** Opening EXCERPT block **

In determining whether a lawyer must report a potential malpractice claim on a professional liability “errors and omissions” renewal or application form, must the insured attorney foresee how Missouri appellate courts would interpret a legal issue never before addressed? Based on a recent Missouri Court of Appeals opinion, the answer seems to be perhaps yes.
In Ruiz v. Bar Plan Mutual Insurance Co., 2019 WL 4145480 (E.D. Mo. 2019)(Sept. 3, 2019), the Missouri Court of Appeals found that an attorney’s failure to notify his legal malpractice carrier of a potential malpractice claim (arising out of the attorney’s representation of a deceased client) precluded coverage under the policy, even though at the time the attorney filed the insurance application no Missouri court had ever held that a legal malpractice action survives the death of a client. The malpractice claim in Ruiz stemmed from the lawyer’s representation of the decedent, Marcia Paul, in a medical malpractice action. The decedent had obtained a $750,000 judgment against the medical doctor, Dr. Enrique Pastrana. At the time, Ms. Paul had entered into a “537.065” settlement agreement which stipulated that the decedent could collect only from Dr. Pastrana’s liability insurance carrier. Dr. Pastrana’s liability insurance carrier then filed a declaratory judgment action seeking a ruling that the policy did not cover the Paul claim. After the insurance carrier filed a motion for summary judgment, Ms. Paul’s lawyer failed to properly respond, and the facts set forth in the carrier’s motion were deemed admitted. The trial court entered summary judgment in favor of the doctor’s insurance carrier, and Ms. Paul appealed. Shortly after, Ms. Paul died, and Elizabeth Ruiz was appointed the personal representative of Ms. Paul’s estate.

** Closing EXCERPT block **

TASKS:
1. Answer these questions about the article on the Ruiz malpractice case:
(a) Which court issued the opinion in Ruiz v. Bar Plan Mutual Insurance Co.?
(b) How much was the judgment Marcia Paul obtained against Dr. Enrique Pastrana?
(c) Who was appointed the personal representative of Ms. Paul's estate?
2. In the article on the Ruiz malpractice case, write out the text starting with "In determining whether" and going on through "be perhaps yes.", swapping "attorney" for "lawyer".
3. Turn the article's paragraph beginning "In Ruiz v. Bar Plan Mutual Insurance Co." into a short list that keeps its main facts.
Use only what the text says, and nothing from outside it.

** Opening DATASET CONTENT block **

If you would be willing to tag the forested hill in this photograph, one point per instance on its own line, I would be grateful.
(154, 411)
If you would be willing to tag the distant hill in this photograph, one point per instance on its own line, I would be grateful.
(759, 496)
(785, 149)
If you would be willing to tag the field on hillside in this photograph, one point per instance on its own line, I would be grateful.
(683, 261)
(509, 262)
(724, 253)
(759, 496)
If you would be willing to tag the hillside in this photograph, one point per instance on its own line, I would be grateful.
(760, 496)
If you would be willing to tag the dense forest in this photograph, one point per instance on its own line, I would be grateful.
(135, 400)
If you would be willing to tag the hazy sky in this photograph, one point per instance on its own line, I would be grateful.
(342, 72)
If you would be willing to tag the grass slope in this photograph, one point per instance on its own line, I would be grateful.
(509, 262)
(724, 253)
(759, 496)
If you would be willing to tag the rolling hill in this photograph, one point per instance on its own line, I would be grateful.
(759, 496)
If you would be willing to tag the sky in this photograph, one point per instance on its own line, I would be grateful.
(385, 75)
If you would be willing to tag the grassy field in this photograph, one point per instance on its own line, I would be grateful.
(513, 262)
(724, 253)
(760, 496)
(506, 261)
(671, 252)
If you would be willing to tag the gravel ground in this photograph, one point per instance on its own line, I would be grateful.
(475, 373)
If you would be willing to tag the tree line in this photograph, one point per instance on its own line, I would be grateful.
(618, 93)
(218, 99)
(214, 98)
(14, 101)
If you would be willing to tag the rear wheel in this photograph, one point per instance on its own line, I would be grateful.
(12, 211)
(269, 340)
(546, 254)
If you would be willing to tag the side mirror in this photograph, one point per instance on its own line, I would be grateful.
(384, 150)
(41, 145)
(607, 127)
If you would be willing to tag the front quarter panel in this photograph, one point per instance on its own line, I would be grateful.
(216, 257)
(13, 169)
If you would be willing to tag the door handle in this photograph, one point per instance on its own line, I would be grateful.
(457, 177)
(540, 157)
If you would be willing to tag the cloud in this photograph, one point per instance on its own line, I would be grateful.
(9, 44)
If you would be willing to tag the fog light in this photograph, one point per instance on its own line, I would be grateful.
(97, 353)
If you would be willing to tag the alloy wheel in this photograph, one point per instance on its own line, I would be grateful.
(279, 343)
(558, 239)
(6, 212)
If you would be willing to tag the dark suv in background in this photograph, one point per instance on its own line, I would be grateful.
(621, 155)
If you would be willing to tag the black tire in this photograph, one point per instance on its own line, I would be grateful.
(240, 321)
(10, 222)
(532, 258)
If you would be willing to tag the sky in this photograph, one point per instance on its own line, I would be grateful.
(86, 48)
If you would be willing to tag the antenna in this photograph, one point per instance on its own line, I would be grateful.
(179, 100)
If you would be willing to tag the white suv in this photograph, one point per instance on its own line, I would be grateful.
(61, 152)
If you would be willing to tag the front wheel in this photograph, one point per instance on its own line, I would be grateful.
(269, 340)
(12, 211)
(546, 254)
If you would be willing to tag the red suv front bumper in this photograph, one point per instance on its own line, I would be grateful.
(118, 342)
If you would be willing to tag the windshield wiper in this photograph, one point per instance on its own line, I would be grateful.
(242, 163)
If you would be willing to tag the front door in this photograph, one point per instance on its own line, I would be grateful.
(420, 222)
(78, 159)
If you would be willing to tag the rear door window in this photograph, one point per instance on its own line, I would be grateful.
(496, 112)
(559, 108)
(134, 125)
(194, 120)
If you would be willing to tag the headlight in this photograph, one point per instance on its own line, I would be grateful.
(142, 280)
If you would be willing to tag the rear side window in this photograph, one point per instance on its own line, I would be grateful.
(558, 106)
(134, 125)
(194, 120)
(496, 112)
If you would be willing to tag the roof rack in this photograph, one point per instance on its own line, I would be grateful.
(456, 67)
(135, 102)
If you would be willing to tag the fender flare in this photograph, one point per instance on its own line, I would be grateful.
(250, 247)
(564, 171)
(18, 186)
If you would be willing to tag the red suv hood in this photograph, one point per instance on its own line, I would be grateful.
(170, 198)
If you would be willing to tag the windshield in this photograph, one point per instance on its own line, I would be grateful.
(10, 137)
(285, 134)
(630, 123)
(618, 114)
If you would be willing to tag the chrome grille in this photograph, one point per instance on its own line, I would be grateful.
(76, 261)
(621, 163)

** Closing DATASET CONTENT block **

EXERCISE RESPONSES:
1.
(a) The Missouri Court of Appeals.
(b) $750,000.
(c) Elizabeth Ruiz.

2.
In determining whether a lawyer must report a potential malpractice claim on a professional liability “errors and omissions” renewal or application form, must the insured lawyer foresee how Missouri appellate courts would interpret a legal issue never before addressed? Based on a recent Missouri Court of Appeals opinion, the answer seems to be perhaps yes.

3.
- The Missouri Court of Appeals held in Ruiz v. Bar Plan Mutual Insurance Co. (Sept. 3, 2019) that an attorney's failure to tell his malpractice carrier about a potential claim barred coverage.
- This held even though, when he filed his insurance application, no Missouri court had ruled that a legal malpractice action survives a client's death.
- The claim came from his work for Marcia Paul in a medical malpractice case, where she won a $750,000 judgment against Dr. Enrique Pastrana.
- Under a "537.065" settlement agreement, she could collect only from the doctor's liability insurance carrier.
- The carrier sued for a ruling that its policy did not cover her claim and moved for summary judgment.
- Her lawyer failed to respond properly, so the carrier's facts were deemed admitted and the court ruled for the carrier.
- Ms. Paul appealed and died shortly after, and Elizabeth Ruiz became the personal representative of her estate.